Extract to read:

- - -

Likewise, as we observe the mayhem surrounding the dueling "scandals" of Benghazi, the IRS and the Associated Press phone records subpoena, the Republicans, true to form, are tripping over each other in a mad dash to scream "Impeach!" into the next nearest cable news video camera. There's only one problem: when it comes to the IRS situation and the AP phone debacle, the Republicans created the chain-reactions that led to these scandals.

Let's begin with the IRS scandal first.

While it looks really, really bad for one of the most feared agencies within the Democratically-controlled executive branch to have been exclusively scrutinizing conservative groups, we only need to rewind to the Supreme Court's reprehensible Citizens United decision to figure out why all of this is going on. The conservative Roberts court not only opened the floodgates allowing unlimited and unregulated corporate money to flow into campaigns, but it also blurred the line between independent 527 political groups and non-profit social welfare groups, which are classified with the designation 501(c)(4). These social welfare groups can also apply for tax-exempt status from the IRS, a designation that used to be the strict privilege of groups that didn't engage in political speech. But since Citizens United, it's much more challenging to determine which social welfare groups are dealing in predominantly political speech.

- - -

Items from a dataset

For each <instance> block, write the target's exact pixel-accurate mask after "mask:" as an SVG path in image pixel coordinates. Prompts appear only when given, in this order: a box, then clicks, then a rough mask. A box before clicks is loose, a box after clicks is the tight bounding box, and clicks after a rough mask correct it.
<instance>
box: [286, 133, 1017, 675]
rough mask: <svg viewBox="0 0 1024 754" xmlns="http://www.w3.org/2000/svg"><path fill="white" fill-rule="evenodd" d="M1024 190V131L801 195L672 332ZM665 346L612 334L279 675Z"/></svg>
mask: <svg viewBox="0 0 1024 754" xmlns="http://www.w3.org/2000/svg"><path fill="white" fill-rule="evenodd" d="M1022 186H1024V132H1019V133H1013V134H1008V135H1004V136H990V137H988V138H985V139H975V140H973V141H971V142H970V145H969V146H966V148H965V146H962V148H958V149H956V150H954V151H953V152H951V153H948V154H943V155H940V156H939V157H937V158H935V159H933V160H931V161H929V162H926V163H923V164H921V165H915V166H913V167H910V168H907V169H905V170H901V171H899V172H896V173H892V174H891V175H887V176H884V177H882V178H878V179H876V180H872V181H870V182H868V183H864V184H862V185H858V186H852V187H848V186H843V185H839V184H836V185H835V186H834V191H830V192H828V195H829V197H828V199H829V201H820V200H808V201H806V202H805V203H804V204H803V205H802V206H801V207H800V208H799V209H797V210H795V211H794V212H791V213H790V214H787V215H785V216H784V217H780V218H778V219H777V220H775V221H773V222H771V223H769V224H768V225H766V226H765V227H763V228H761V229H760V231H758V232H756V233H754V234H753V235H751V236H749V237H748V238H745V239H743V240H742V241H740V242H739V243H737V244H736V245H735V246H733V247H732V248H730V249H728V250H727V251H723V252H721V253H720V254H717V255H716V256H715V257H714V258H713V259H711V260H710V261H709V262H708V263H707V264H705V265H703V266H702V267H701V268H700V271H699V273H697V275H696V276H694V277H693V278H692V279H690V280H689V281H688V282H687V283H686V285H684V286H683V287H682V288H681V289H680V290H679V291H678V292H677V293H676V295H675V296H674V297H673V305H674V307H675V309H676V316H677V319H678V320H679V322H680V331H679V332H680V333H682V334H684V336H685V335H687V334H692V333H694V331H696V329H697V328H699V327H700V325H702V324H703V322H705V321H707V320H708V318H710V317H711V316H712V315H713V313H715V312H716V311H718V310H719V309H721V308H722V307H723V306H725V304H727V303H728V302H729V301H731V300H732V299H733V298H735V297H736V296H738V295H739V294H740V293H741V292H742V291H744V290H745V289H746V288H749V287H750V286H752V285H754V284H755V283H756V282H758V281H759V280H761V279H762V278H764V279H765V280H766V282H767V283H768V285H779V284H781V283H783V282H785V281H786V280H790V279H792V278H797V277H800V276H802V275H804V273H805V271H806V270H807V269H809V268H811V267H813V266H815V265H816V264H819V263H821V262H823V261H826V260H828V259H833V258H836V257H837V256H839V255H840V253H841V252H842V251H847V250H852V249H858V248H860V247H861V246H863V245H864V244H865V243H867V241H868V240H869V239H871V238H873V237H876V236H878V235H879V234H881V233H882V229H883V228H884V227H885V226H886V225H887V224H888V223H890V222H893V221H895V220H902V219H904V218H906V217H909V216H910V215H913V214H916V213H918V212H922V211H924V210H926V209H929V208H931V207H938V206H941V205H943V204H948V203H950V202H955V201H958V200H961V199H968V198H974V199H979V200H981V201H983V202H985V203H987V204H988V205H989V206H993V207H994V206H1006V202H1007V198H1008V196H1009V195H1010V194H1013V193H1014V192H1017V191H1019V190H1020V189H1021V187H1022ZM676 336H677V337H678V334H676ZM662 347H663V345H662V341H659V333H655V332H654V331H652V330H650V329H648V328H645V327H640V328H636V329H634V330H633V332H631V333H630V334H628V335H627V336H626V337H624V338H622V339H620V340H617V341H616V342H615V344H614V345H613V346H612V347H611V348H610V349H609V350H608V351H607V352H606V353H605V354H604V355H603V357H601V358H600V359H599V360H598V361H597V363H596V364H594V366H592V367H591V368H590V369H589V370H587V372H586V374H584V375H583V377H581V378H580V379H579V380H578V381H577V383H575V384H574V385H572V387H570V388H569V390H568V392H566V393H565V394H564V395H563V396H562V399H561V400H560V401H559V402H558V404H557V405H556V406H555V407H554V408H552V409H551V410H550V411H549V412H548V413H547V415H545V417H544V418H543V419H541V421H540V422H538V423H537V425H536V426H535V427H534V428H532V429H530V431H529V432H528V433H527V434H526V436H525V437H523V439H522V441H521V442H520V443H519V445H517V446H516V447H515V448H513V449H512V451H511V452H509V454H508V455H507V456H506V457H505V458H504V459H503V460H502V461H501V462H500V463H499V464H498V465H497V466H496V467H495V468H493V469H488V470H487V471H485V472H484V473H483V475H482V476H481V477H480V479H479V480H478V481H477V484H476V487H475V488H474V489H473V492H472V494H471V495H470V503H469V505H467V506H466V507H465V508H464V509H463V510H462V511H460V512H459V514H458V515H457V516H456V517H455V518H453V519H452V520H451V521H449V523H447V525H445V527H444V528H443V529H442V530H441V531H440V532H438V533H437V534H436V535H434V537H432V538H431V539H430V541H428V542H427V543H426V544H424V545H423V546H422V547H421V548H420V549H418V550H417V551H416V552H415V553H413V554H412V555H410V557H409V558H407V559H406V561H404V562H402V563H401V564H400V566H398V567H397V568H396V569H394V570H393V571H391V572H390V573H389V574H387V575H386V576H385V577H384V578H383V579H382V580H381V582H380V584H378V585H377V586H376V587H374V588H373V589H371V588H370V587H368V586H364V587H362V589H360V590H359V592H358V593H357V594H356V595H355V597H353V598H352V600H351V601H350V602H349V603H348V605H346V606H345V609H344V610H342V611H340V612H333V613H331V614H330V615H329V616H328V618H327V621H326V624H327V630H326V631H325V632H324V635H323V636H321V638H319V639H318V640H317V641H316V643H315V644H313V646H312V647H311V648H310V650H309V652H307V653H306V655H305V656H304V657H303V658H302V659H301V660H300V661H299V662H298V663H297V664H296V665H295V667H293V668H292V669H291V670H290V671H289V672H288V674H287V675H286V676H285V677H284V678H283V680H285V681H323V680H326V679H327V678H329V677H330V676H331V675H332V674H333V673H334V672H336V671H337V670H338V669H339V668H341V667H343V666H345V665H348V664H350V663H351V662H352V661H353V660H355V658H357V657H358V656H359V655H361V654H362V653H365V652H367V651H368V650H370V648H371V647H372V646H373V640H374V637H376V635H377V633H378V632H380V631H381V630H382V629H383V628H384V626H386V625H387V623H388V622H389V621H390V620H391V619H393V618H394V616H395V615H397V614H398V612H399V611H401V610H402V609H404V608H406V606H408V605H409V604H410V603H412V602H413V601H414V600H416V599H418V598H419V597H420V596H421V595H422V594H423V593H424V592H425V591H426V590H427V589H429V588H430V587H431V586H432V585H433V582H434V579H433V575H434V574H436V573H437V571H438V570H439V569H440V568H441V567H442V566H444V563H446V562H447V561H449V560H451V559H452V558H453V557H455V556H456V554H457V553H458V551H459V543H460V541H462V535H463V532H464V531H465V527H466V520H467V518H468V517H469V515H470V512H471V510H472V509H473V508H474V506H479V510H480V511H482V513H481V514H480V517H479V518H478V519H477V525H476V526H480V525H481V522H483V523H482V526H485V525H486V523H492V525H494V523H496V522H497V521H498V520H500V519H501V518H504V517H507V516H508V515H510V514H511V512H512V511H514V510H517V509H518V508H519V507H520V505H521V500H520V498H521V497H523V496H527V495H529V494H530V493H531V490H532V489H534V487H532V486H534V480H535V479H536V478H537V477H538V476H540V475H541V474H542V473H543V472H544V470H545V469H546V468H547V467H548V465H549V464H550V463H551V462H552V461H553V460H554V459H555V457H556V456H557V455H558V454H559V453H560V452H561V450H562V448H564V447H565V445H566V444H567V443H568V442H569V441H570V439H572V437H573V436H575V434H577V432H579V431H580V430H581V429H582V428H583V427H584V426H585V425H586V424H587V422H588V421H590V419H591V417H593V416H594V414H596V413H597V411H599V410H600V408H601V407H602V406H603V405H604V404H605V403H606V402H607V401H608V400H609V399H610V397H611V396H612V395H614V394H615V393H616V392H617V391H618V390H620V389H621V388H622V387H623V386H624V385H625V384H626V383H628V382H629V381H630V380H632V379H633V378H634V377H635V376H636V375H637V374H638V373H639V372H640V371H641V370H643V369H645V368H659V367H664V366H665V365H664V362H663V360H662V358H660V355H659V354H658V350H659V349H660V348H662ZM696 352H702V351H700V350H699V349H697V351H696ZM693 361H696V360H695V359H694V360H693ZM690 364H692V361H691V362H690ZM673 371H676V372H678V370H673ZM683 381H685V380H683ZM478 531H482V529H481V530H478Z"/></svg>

- - -

Tasks to complete:
**1)** Write out again, unchanged, the lines of the dataset items from the first one through the line that contains "rough mask: <svg".
**2)** Pick up the commentary on the IRS and AP phone records scandals and carry it on past its last sentence.

Answer set:
**1)**
For each <instance> block, write the target's exact pixel-accurate mask after "mask:" as an SVG path in image pixel coordinates. Prompts appear only when given, in this order: a box, then clicks, then a rough mask. A box before clicks is loose, a box after clicks is the tight bounding box, and clicks after a rough mask correct it.
<instance>
box: [286, 133, 1017, 675]
rough mask: <svg viewBox="0 0 1024 754" xmlns="http://www.w3.org/2000/svg"><path fill="white" fill-rule="evenodd" d="M1024 190V131L801 195L672 332ZM665 346L612 334L279 675Z"/></svg>

**2)**
So the IRS is faced with the unenviable challenge of filtering out groups that are stepping over the line and flagrantly abusing the social welfare moniker.

Now, yes, I get it. The IRS staffers shouldn't have used exclusively right-wing search terms to weed through the applications. They should've broadened the criteria to include terms across the political spectrum. But without the conservative, pro-Republican movie created by the infamous Citizens United group in 2008, not to mention the conservative, Republican-affiliated Supreme Court deciding in its favor, we might not be talking about this right now. Furthermore, the Republican-created deficit and the subsequent histrionic demand for austerity led to government cut-backs, including at the IRS where, within the Exempt Organizations Division, the staff has been significantly reduced, thus increasing workloads. Toss into the mix a considerable rise in tax exempt applications and there it is: a formula for negligence. Thanks, Republicans.

On to the AP scandal.

Right off the bat, it might surprise you to learn that it was a cabal of 31 Republican senators who demanded the investigation that eventually led to the subpoena of the AP's phone records. So there's that.

In a broader sense, however, I can't help but to laugh whenever I hear a Republican scream about government overreach on national security and civil liberties. For eight years, the Republicans established an infrastructure under the banner of fighting evildoers at home and abroad -- an infrastructure that included a wide variety of trespasses against civil liberties.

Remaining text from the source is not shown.